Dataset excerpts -

* * *

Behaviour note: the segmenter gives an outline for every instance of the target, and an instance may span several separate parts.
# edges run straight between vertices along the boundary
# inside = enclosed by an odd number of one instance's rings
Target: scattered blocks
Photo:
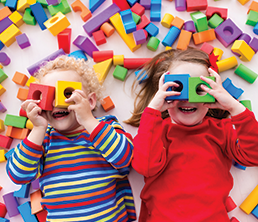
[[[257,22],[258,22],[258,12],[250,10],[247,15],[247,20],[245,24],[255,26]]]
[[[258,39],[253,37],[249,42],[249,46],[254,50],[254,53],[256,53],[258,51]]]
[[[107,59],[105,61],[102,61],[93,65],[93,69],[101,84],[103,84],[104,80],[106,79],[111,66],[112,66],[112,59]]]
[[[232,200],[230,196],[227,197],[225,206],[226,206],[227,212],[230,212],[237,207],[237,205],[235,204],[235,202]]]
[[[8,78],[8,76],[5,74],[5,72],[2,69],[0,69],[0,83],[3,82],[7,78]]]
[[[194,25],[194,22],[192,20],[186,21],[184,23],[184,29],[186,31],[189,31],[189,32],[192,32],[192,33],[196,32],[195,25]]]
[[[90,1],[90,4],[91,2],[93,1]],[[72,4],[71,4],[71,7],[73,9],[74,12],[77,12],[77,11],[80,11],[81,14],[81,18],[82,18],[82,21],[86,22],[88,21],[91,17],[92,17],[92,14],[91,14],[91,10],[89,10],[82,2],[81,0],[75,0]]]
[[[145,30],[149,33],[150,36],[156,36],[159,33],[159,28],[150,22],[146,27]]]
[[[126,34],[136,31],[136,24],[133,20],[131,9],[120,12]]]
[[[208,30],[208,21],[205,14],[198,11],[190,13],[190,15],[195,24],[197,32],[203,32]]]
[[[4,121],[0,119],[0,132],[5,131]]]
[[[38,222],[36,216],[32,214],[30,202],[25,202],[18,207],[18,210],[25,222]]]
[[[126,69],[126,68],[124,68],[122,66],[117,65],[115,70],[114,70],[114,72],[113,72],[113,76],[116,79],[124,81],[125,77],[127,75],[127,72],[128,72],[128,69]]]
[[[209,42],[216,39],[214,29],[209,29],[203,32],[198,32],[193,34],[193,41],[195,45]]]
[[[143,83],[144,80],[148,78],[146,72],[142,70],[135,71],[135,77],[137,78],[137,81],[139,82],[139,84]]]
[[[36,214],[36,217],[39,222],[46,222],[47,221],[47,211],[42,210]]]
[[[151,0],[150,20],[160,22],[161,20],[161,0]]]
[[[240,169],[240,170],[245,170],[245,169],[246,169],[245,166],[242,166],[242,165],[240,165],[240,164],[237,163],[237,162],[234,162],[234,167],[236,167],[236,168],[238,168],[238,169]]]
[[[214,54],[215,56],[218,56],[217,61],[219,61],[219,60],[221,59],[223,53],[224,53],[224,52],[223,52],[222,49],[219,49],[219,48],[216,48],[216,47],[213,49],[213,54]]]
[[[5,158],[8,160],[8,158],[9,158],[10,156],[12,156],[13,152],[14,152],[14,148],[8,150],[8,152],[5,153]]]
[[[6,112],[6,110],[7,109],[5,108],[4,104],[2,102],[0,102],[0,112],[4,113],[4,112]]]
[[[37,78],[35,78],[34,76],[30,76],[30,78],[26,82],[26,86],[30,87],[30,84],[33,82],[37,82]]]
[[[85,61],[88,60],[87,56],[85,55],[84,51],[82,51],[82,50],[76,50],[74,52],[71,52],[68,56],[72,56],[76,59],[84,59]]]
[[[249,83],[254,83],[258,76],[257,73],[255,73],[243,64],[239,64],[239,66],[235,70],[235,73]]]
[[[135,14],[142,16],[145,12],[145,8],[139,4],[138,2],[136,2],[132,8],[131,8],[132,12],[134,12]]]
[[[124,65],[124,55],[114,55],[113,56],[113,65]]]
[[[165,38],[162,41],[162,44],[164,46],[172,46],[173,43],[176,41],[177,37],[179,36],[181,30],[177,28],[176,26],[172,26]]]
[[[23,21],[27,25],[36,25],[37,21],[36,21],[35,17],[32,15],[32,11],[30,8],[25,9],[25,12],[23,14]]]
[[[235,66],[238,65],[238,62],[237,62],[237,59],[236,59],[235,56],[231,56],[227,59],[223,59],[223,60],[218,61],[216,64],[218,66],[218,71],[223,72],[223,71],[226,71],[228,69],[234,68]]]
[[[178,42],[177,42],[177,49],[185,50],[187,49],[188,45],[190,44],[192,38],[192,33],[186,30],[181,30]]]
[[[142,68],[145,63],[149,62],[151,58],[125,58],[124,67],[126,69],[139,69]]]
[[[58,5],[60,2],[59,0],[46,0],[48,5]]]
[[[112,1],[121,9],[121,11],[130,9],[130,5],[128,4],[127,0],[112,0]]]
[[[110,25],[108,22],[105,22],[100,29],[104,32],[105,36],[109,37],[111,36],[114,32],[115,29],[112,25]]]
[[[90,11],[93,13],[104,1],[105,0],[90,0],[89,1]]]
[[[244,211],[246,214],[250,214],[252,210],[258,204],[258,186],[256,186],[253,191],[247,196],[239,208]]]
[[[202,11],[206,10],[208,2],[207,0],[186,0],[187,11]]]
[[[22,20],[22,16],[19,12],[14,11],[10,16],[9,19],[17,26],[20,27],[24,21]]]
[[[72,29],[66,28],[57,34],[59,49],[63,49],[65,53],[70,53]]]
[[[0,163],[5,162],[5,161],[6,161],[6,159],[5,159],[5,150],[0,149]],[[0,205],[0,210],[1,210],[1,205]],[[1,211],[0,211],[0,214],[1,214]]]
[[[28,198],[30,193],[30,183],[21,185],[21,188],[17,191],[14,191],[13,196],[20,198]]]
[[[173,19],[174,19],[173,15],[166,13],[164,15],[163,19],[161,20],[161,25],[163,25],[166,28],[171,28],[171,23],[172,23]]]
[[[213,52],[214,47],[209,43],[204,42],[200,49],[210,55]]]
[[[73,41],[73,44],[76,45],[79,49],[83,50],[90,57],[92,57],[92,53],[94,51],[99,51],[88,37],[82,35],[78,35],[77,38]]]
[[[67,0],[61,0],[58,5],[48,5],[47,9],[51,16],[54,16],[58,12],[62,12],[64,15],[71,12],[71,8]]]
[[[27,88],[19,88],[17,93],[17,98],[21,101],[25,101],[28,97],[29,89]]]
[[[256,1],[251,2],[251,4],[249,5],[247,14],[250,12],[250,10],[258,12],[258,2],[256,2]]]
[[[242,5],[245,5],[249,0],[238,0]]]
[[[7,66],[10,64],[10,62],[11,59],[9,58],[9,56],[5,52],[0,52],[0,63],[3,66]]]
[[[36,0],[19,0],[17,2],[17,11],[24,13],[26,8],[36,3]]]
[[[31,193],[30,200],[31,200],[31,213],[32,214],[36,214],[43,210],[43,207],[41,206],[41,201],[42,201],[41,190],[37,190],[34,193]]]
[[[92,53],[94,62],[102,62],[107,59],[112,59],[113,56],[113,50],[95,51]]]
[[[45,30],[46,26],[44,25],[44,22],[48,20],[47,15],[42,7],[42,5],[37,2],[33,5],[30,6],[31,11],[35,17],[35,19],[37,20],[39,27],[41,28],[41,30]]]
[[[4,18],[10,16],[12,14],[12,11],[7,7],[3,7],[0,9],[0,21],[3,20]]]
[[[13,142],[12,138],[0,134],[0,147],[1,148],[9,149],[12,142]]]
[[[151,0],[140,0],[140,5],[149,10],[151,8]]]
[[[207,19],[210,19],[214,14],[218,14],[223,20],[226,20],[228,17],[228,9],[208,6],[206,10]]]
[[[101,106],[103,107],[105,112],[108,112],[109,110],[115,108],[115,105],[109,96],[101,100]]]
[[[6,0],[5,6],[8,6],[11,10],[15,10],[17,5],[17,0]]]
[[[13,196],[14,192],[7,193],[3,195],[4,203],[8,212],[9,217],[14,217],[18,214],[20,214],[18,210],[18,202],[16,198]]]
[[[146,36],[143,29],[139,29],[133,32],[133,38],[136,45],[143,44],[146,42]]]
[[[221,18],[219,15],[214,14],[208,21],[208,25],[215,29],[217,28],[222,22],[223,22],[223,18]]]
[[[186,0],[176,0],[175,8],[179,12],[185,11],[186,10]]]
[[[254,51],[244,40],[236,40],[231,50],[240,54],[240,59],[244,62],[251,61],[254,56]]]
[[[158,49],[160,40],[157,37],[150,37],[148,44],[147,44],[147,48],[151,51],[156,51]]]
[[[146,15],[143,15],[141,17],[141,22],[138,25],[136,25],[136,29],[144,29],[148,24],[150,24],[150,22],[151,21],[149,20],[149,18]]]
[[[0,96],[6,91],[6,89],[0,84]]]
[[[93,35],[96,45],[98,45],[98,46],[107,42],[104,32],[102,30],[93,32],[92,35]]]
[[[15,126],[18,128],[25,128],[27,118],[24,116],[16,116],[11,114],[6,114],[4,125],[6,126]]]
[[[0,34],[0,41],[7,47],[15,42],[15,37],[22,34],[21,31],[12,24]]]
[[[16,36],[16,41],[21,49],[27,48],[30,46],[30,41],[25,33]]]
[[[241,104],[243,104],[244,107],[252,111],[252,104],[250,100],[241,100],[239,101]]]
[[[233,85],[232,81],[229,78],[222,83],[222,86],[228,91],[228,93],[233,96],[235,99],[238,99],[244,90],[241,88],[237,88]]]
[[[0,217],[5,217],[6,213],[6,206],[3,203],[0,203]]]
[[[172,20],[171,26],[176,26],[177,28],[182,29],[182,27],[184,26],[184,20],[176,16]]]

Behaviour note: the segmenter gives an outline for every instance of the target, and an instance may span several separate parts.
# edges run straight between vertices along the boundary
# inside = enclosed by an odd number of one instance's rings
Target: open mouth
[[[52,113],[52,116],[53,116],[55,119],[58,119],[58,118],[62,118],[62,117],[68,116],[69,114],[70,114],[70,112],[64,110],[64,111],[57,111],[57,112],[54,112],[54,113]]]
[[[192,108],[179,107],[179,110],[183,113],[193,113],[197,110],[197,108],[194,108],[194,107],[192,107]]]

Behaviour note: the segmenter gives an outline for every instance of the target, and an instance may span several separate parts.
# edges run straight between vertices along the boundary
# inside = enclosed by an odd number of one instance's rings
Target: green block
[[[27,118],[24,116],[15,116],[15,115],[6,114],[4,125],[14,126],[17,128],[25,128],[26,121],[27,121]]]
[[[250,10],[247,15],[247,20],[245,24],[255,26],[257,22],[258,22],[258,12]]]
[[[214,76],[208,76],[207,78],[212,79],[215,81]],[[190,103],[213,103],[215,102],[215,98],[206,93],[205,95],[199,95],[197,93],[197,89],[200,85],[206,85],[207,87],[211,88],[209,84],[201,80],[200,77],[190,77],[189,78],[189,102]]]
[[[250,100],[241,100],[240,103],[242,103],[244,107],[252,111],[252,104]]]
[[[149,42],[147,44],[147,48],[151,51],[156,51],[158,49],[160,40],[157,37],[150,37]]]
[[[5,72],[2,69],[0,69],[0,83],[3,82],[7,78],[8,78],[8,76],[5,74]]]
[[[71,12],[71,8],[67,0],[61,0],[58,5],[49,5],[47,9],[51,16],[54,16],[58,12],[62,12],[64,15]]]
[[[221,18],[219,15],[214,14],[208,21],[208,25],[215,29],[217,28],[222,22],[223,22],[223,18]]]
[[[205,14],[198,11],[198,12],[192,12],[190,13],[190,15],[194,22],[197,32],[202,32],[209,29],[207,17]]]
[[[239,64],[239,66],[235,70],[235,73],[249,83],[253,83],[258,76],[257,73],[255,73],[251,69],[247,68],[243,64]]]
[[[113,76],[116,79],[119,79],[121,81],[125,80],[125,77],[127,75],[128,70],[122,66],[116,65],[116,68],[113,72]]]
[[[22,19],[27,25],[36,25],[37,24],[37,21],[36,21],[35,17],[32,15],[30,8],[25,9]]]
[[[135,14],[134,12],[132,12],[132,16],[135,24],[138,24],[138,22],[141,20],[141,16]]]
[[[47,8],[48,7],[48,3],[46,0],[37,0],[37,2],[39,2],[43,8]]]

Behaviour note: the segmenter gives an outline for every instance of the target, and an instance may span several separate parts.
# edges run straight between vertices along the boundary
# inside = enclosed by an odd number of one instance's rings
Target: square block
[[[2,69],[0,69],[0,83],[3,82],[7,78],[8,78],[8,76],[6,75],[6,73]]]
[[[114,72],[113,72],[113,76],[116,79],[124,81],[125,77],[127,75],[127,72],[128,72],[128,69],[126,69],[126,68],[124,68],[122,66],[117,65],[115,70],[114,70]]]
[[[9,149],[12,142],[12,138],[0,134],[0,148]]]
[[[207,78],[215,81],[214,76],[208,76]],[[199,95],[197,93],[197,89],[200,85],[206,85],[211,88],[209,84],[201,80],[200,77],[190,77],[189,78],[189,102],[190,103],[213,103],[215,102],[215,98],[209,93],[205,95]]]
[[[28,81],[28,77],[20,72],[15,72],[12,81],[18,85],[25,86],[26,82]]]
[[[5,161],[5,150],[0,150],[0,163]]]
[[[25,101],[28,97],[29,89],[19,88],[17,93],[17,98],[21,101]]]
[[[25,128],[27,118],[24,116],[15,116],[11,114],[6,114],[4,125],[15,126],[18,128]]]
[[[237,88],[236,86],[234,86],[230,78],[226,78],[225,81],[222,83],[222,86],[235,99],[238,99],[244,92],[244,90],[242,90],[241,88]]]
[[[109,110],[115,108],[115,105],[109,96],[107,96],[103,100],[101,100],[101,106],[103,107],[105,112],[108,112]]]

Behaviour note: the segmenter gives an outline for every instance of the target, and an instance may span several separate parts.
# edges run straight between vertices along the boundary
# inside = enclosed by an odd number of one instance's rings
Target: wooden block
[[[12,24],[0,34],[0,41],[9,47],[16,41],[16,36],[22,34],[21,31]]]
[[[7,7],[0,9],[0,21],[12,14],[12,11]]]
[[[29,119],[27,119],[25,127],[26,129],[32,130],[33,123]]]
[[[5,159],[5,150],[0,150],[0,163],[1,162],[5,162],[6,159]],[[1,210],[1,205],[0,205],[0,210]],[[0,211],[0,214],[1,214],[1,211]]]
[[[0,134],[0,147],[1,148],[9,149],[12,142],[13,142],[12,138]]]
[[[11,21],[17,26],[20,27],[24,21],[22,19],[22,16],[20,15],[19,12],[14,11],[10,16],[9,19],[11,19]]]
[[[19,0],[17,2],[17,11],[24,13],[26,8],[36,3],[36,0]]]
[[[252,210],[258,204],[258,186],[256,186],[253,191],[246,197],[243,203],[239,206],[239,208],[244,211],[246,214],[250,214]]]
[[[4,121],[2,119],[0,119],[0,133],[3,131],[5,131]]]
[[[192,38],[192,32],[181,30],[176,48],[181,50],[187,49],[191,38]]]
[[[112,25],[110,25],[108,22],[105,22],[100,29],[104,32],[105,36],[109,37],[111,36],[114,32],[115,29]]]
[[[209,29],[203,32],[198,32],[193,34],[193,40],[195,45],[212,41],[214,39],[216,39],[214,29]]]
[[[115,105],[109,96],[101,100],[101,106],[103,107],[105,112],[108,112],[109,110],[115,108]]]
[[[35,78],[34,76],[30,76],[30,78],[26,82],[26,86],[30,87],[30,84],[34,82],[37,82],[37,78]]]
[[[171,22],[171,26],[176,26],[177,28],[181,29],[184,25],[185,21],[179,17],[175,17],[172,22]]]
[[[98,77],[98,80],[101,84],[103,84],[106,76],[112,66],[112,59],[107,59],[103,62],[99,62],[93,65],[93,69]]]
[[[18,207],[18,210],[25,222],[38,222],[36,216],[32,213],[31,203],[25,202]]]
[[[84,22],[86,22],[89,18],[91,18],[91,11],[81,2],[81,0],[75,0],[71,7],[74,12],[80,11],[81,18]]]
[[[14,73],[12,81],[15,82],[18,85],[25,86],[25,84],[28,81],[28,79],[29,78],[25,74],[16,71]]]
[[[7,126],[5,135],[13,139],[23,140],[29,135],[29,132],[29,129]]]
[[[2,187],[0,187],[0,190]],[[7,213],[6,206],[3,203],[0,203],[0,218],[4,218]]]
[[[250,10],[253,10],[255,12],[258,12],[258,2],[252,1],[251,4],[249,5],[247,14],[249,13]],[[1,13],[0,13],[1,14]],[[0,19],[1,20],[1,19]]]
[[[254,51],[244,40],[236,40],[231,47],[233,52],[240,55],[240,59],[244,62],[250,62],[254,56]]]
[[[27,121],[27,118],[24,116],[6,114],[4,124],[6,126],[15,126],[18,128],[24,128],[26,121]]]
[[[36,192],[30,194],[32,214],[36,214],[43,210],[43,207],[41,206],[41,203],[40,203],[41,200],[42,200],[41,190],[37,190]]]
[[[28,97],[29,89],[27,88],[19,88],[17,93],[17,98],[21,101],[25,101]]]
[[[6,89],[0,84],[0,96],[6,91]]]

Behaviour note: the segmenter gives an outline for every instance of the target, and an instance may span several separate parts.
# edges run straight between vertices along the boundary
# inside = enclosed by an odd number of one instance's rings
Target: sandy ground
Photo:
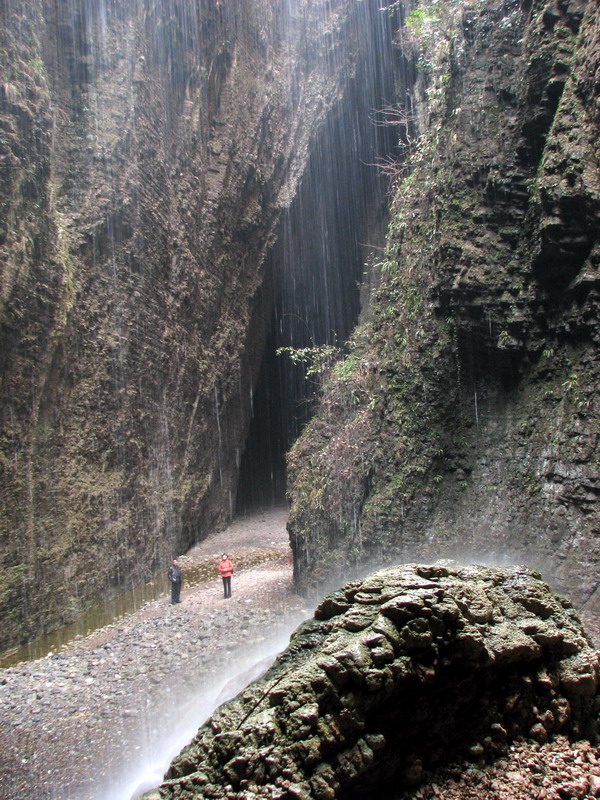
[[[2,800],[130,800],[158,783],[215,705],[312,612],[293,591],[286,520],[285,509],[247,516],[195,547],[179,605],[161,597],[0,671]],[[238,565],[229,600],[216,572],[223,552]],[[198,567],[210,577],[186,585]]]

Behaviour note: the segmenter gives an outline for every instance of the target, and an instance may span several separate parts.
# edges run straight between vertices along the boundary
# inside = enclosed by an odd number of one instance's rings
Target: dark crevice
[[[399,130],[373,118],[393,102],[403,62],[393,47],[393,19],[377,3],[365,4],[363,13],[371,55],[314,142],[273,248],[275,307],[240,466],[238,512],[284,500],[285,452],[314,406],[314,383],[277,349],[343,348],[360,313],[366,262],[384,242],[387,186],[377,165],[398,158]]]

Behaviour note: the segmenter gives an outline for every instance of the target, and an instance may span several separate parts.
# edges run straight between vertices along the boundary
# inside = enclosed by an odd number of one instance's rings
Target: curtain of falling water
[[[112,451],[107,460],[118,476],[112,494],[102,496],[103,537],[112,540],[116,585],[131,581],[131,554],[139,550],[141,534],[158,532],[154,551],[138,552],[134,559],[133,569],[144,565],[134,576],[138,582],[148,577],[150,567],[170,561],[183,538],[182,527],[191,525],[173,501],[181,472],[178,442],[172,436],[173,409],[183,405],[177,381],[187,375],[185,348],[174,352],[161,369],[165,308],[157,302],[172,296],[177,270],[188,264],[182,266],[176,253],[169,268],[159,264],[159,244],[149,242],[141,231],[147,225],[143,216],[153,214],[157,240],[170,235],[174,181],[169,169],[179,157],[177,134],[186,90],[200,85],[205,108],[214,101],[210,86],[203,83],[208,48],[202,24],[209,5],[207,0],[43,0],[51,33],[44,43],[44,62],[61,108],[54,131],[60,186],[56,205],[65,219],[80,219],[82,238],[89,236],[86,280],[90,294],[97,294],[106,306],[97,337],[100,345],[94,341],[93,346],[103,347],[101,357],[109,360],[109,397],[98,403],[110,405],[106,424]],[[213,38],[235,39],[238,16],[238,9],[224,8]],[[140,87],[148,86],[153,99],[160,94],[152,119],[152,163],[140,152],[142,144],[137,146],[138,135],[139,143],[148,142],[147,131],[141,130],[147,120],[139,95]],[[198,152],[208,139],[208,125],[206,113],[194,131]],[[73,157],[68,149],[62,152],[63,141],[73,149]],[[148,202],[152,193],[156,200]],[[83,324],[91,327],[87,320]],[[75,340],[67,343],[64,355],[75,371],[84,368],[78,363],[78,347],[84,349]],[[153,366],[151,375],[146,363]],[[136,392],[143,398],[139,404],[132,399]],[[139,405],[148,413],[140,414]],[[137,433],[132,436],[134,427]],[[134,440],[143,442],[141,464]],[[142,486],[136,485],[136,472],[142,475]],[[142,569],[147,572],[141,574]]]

* * *

Exercise aim -
Nothing but the lines from the start of the data above through the line with "Target: scattered blocks" should appear in your answer, copied exactly.

Answer for the task -
Behaviour note: the segmenter gives an outline for every instance of the target, and an instance may span several separate parts.
# edges run straight between vertices along the boundary
# inside = enclosed by an odd number of one instance's rings
Target: scattered blocks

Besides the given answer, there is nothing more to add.